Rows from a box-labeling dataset
════

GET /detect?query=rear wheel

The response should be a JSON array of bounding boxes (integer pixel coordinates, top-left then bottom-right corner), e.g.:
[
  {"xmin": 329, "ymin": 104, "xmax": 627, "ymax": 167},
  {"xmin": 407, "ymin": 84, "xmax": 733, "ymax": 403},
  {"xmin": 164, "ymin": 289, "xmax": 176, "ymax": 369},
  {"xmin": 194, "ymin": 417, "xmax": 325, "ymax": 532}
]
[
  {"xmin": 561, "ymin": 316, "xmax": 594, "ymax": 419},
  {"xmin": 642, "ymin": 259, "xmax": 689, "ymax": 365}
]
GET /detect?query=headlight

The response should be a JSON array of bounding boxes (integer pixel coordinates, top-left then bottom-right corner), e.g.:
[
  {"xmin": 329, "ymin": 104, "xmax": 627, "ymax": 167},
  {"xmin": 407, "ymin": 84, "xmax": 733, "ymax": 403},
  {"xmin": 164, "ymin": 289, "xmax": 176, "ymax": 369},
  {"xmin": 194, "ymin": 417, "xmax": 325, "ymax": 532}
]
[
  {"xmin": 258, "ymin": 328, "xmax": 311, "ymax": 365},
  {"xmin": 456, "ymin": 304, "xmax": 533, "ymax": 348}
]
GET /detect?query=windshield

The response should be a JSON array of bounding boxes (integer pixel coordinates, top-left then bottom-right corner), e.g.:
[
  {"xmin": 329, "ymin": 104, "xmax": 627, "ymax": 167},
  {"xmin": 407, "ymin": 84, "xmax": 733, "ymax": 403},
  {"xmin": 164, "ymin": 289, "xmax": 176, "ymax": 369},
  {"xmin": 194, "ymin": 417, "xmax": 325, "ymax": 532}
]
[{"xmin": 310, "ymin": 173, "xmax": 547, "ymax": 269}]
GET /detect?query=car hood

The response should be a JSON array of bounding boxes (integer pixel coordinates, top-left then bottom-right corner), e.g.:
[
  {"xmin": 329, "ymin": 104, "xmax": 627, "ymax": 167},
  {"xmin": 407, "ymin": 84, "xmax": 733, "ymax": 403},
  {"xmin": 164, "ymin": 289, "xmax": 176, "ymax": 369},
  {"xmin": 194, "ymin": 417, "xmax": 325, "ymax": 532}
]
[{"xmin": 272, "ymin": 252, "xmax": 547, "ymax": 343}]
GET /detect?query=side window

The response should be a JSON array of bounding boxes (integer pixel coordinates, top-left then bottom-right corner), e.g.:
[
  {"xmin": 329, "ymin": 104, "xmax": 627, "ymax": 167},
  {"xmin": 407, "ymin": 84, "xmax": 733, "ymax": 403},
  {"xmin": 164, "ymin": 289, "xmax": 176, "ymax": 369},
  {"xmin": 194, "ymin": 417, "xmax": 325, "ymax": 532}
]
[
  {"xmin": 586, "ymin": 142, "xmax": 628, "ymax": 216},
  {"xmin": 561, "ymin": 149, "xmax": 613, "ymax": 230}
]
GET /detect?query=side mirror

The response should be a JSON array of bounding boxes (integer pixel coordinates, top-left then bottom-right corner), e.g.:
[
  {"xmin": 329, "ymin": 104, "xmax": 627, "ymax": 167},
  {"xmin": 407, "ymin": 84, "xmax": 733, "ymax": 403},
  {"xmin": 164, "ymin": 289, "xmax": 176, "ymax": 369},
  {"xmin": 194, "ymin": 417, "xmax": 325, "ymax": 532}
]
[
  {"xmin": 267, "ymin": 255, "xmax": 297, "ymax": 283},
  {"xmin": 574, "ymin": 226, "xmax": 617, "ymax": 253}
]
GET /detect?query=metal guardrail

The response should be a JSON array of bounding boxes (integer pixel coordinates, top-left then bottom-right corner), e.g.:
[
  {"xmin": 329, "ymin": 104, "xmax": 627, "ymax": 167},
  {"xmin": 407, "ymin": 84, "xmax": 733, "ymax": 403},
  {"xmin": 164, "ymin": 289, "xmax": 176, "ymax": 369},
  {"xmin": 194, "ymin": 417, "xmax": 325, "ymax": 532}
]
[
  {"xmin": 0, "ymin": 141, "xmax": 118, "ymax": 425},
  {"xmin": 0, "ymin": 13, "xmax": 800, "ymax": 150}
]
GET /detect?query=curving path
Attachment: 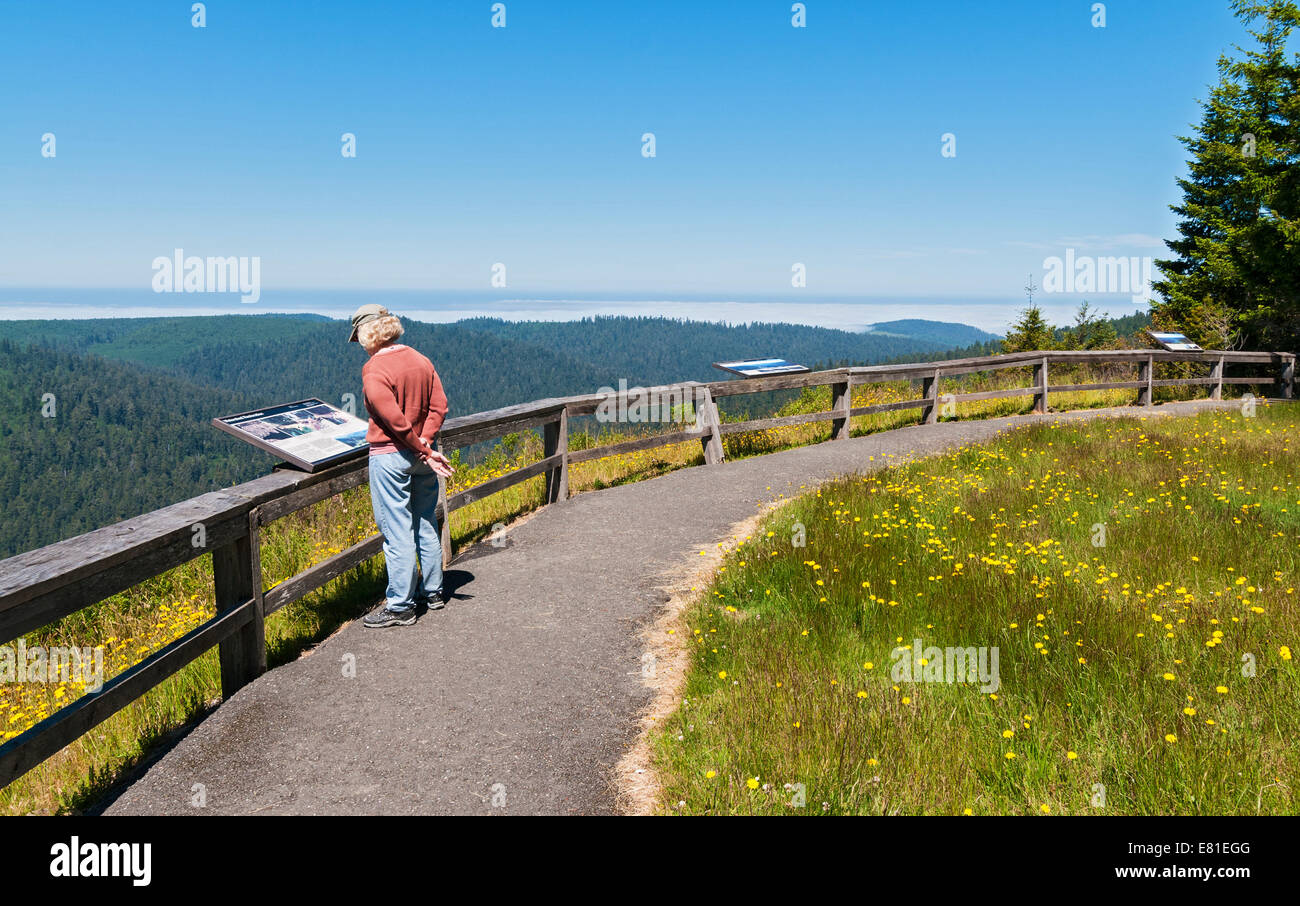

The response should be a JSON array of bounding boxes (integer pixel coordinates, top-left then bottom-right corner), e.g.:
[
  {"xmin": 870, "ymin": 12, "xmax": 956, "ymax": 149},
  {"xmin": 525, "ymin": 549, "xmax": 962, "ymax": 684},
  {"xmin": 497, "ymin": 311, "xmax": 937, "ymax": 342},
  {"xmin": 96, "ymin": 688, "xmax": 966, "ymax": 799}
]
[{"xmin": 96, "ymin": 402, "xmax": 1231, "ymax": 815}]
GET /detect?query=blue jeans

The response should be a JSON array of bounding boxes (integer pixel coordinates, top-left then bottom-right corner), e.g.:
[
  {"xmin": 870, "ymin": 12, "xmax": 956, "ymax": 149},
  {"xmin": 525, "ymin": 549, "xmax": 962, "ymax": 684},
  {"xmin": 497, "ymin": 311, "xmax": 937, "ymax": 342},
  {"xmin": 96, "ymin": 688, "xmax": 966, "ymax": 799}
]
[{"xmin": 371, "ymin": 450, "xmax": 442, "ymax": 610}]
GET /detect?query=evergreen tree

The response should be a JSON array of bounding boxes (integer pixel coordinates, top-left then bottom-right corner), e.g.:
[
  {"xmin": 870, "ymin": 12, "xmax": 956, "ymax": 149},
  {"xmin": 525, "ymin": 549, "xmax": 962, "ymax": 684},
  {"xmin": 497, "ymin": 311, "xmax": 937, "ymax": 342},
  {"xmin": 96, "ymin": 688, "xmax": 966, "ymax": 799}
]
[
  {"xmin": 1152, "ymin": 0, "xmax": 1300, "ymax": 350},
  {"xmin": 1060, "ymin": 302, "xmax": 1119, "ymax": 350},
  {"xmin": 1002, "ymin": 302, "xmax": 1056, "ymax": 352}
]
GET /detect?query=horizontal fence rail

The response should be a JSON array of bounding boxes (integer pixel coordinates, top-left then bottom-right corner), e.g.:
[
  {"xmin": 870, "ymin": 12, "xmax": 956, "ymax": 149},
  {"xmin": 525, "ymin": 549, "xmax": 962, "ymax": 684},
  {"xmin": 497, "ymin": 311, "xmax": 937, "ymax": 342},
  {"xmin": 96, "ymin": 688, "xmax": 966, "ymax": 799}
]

════

# [Goal of the exercise]
Please copy out the listing from the line containing "GET /detect?query=evergreen tree" through the end of the listing, both included, rescaling every bounding-box coordinate in the answers by 0.4 and rounding to whole numbers, with halves rounded up. Keep the requests, sample coordinates included, unchanged.

# [Task result]
GET /detect?query=evergreen tree

The response should be a JSON array of bounding boxes (integer pixel coordinates, top-left then bottom-right corner), e.g.:
[
  {"xmin": 870, "ymin": 12, "xmax": 956, "ymax": 149},
  {"xmin": 525, "ymin": 549, "xmax": 962, "ymax": 684},
  {"xmin": 497, "ymin": 311, "xmax": 937, "ymax": 342},
  {"xmin": 96, "ymin": 688, "xmax": 966, "ymax": 799}
]
[
  {"xmin": 461, "ymin": 0, "xmax": 520, "ymax": 140},
  {"xmin": 424, "ymin": 121, "xmax": 448, "ymax": 140},
  {"xmin": 401, "ymin": 121, "xmax": 422, "ymax": 141}
]
GET /detect?query=horizontal fence rail

The response should be a JSON array of bounding boxes (integer pixel coordinates, top-left then bottom-right corner), e.g.:
[
  {"xmin": 870, "ymin": 12, "xmax": 956, "ymax": 149},
  {"xmin": 525, "ymin": 549, "xmax": 962, "ymax": 684},
  {"xmin": 497, "ymin": 311, "xmax": 937, "ymax": 342},
  {"xmin": 96, "ymin": 688, "xmax": 966, "ymax": 799}
]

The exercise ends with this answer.